## WHAT YOU SHOULD DO
Look for "below" in each line of the records, and copy the lines that have it.

[Dataset entries]
******************************

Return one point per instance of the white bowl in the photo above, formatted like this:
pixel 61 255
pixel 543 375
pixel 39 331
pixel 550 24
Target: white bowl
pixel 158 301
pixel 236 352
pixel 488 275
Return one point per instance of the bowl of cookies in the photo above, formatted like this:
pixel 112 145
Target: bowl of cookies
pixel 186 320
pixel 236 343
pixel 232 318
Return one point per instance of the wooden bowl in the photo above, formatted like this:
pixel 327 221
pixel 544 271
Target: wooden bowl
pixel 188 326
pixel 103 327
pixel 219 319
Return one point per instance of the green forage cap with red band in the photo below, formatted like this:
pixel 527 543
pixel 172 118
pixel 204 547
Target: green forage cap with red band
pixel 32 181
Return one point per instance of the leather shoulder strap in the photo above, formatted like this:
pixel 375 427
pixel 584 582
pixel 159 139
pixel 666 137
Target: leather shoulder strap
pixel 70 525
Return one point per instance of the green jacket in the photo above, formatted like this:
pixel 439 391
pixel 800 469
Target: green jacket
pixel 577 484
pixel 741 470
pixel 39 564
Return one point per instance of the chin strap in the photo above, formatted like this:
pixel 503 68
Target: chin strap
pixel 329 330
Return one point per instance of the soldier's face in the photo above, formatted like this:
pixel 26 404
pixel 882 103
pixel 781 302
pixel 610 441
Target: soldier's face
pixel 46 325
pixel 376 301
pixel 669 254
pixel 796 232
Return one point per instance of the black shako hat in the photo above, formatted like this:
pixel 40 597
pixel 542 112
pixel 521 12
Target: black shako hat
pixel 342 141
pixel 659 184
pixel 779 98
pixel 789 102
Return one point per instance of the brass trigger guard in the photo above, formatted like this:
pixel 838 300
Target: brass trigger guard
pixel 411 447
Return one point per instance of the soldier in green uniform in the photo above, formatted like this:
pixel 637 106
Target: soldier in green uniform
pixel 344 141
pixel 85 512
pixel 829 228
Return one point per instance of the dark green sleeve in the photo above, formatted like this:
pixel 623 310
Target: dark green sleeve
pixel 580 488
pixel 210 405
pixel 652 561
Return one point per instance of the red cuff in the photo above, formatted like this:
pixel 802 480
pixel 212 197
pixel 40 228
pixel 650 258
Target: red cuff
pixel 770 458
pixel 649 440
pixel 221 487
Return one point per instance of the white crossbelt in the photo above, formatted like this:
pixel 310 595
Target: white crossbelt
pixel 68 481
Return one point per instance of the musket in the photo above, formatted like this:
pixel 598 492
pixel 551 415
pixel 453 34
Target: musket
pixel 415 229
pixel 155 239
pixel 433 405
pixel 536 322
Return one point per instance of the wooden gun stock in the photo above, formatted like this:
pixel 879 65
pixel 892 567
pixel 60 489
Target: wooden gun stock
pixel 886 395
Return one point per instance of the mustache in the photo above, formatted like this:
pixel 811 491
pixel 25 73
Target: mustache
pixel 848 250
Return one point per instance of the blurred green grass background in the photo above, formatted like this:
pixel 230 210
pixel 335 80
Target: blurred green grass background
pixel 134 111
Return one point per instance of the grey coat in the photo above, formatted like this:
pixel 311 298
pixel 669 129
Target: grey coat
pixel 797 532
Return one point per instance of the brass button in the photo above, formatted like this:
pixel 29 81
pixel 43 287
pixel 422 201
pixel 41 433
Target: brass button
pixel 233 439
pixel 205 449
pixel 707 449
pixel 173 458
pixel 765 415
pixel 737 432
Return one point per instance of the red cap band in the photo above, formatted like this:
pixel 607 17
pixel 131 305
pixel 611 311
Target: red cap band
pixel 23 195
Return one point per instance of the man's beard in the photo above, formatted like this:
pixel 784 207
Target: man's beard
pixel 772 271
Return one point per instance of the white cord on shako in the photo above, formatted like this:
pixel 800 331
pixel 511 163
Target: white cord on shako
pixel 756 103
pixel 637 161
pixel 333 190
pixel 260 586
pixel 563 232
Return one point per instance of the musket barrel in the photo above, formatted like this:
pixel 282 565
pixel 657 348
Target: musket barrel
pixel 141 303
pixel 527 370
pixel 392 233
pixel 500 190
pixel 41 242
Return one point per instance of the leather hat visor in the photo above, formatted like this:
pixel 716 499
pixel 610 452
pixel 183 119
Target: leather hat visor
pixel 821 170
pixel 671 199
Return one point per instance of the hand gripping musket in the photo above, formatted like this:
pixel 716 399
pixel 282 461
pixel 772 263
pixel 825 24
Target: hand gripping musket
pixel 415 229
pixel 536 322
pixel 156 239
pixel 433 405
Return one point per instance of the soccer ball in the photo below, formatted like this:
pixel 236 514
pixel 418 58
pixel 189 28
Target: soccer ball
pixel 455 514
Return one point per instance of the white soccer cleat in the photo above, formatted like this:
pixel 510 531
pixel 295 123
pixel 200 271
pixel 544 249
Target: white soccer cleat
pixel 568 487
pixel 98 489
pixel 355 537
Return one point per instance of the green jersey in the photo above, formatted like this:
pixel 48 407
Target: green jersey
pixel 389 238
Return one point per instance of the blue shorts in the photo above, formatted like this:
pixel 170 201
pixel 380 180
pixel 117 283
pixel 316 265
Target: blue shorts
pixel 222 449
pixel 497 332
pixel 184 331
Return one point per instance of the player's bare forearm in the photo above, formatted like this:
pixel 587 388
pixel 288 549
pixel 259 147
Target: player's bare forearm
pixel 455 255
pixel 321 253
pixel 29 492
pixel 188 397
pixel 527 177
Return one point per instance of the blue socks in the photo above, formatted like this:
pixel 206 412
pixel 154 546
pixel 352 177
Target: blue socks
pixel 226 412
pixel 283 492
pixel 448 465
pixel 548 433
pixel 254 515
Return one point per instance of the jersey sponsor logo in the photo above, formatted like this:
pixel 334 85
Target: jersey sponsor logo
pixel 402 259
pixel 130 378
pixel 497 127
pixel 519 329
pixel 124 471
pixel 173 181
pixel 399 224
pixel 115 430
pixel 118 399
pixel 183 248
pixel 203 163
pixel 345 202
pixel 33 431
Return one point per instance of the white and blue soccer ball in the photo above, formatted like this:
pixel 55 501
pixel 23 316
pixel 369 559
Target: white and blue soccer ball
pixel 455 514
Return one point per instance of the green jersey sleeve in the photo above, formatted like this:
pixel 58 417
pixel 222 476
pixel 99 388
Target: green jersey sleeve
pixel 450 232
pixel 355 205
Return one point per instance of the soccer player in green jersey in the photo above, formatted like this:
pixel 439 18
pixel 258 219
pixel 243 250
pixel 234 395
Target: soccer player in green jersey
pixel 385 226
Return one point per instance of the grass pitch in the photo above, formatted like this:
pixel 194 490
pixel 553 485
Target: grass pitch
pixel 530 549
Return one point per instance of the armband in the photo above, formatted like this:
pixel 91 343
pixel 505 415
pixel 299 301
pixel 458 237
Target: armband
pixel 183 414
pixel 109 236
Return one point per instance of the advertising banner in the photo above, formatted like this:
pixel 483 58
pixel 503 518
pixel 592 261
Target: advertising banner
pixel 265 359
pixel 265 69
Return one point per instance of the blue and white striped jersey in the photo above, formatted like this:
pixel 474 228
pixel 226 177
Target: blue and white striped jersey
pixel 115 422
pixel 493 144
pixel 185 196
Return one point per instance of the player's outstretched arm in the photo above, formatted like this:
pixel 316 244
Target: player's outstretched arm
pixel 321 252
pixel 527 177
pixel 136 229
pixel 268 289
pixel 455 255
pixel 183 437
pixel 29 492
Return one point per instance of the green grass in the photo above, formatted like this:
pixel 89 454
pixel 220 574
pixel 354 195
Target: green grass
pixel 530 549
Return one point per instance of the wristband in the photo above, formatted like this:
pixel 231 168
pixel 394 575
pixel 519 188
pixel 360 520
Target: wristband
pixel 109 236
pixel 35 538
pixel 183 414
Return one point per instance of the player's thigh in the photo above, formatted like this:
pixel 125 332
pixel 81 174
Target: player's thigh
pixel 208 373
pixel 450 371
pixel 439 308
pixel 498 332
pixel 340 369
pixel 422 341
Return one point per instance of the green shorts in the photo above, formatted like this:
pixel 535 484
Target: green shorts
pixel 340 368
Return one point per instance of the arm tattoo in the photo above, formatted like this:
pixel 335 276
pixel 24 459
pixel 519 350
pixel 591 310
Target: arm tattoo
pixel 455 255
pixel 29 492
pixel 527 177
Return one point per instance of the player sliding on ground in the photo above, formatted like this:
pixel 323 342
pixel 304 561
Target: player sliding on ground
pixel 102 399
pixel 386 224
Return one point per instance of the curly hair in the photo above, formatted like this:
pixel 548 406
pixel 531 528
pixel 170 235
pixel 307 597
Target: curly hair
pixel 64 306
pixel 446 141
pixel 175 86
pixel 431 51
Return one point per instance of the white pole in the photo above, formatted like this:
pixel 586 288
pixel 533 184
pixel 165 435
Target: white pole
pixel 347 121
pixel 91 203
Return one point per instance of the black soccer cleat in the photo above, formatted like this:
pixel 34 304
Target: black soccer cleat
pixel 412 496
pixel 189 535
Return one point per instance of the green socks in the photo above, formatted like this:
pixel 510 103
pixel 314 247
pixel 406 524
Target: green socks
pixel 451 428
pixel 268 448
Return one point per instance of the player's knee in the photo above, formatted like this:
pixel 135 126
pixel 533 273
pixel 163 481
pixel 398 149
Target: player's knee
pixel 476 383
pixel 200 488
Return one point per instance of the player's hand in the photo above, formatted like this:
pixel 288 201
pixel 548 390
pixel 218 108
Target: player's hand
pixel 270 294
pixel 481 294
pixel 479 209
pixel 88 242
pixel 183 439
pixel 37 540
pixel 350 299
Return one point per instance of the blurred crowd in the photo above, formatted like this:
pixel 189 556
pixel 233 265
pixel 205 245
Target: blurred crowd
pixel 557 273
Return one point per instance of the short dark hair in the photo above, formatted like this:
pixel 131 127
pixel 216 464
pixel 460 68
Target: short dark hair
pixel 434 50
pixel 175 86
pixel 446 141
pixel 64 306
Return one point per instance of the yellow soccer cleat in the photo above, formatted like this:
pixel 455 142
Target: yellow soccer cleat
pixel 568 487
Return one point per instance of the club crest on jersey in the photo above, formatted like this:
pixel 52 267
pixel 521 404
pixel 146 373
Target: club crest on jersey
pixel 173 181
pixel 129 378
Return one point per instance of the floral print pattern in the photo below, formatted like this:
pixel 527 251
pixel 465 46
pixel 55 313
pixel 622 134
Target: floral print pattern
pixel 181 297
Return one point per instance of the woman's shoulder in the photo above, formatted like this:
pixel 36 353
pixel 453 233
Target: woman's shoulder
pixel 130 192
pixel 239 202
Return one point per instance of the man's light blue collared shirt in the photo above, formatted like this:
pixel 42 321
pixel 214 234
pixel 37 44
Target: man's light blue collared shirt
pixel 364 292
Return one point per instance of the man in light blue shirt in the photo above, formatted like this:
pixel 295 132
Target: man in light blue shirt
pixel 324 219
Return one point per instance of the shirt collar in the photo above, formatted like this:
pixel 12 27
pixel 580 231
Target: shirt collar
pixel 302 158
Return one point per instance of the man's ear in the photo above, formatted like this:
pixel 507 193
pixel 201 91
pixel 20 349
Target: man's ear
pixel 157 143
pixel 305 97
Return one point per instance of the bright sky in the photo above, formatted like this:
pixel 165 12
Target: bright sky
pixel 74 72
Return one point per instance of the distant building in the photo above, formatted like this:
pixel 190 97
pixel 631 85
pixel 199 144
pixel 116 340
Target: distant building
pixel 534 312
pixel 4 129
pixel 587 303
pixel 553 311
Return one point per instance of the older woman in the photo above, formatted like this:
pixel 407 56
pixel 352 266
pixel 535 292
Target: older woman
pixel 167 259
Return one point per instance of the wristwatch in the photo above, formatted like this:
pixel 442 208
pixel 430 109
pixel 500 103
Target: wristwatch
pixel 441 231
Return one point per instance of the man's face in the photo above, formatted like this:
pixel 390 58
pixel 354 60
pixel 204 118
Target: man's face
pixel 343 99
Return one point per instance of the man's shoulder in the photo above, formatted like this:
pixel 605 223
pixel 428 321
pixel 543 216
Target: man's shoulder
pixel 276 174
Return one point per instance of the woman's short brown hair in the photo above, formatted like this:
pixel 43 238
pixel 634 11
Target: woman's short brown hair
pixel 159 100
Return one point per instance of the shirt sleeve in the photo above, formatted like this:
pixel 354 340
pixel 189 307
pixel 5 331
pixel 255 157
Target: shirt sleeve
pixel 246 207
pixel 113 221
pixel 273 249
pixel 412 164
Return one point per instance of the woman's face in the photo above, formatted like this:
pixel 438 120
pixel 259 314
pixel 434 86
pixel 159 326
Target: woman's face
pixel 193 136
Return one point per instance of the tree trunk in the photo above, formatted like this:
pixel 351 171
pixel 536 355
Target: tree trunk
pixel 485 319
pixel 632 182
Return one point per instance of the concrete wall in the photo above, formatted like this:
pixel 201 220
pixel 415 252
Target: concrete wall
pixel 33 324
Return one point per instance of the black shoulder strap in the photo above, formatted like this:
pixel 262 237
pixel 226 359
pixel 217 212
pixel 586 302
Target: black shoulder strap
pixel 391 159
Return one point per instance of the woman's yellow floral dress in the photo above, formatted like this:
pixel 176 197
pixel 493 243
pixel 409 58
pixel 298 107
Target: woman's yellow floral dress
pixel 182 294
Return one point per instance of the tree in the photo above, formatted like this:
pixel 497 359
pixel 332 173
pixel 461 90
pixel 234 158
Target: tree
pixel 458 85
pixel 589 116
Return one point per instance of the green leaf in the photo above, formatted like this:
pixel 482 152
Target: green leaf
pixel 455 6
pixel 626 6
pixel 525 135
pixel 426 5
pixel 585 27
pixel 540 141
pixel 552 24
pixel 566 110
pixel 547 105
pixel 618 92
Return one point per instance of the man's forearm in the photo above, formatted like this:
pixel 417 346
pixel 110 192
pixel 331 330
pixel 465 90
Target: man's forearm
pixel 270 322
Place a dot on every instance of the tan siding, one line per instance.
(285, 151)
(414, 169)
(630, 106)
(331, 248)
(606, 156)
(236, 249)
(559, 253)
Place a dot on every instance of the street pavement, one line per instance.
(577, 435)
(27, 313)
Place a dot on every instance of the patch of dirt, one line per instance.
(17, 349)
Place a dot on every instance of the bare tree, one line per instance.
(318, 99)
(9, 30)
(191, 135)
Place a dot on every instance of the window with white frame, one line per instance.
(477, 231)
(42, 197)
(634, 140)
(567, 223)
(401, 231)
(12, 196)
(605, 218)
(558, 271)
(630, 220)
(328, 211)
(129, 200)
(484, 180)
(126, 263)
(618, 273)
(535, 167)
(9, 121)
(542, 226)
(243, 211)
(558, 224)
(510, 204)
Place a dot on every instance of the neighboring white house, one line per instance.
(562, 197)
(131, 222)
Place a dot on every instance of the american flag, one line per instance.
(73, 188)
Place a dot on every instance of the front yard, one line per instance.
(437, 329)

******************************

## REPLY TO THE TASK
Return one point per instance of the green forage cap with red band in the photo below, formatted like this:
Return one point per instance of the soccer ball in the photo below, formatted like this:
Return one point per instance of the floral print pattern in the photo below, formatted like this:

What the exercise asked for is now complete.